Instructions for the task:
From the records below, transcribe exactly the lines that begin at the line with "Query: fabric wrapped stem" and end at the line with "Query: bouquet handle", both included.

Saved entries:
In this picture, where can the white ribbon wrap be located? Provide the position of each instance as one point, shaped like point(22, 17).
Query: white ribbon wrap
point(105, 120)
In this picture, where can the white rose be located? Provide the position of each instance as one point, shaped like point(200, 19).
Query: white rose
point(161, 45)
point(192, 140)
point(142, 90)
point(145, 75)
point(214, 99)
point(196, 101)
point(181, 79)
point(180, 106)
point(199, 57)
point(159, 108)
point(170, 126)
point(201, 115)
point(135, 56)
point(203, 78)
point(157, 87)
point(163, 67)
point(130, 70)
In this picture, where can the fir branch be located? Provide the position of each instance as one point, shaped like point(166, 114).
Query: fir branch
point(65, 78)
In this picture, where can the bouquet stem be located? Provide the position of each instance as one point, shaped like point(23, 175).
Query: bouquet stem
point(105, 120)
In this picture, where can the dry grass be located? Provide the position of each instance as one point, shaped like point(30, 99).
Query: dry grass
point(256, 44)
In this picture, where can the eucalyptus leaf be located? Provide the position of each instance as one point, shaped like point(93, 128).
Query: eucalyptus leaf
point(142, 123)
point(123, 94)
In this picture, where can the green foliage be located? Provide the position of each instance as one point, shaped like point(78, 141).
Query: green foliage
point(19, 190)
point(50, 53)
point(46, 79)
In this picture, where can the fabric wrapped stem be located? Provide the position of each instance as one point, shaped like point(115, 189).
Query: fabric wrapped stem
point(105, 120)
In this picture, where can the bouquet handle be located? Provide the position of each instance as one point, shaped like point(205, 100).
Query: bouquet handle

---

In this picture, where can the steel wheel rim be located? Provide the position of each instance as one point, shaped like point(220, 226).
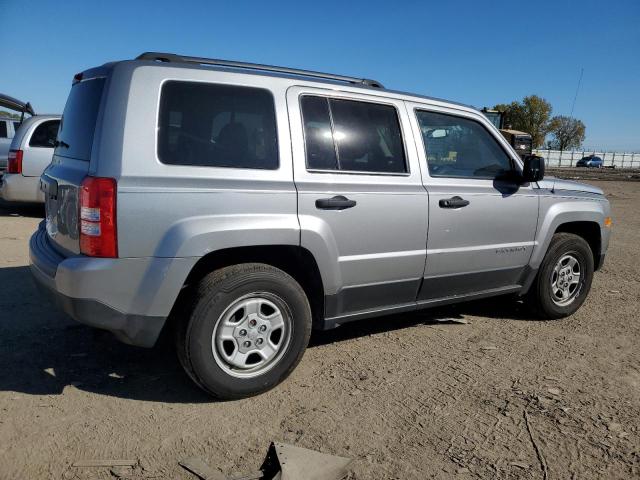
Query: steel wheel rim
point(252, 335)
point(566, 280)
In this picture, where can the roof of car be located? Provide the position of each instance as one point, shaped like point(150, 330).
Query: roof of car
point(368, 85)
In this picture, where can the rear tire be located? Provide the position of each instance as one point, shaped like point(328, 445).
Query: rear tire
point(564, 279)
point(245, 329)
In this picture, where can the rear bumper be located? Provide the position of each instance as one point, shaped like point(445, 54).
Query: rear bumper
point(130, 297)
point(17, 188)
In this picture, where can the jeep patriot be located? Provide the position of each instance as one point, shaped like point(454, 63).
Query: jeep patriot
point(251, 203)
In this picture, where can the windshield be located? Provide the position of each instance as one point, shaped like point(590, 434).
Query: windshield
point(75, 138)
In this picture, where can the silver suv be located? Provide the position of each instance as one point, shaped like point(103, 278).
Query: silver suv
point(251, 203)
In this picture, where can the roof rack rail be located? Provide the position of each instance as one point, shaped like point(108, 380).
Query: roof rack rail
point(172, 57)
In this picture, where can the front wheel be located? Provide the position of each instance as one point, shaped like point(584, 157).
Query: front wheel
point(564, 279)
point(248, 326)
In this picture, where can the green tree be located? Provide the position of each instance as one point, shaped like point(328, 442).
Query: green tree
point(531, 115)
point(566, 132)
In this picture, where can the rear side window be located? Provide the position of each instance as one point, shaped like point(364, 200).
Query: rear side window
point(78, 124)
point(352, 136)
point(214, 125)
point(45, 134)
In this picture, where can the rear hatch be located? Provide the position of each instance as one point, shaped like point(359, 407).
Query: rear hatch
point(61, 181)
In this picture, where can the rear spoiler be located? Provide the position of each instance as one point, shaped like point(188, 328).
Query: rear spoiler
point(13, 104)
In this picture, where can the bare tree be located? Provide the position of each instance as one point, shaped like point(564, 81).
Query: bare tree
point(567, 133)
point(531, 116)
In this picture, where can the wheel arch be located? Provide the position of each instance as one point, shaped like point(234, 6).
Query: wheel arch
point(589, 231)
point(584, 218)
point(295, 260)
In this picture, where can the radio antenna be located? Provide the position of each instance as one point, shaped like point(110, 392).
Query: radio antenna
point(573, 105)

Task result:
Query: fabric wrapped stem
point(105, 120)
In this picture, where can the bouquet handle be located? Provide the position of each instance as one point, shaped like point(205, 100).
Query: bouquet handle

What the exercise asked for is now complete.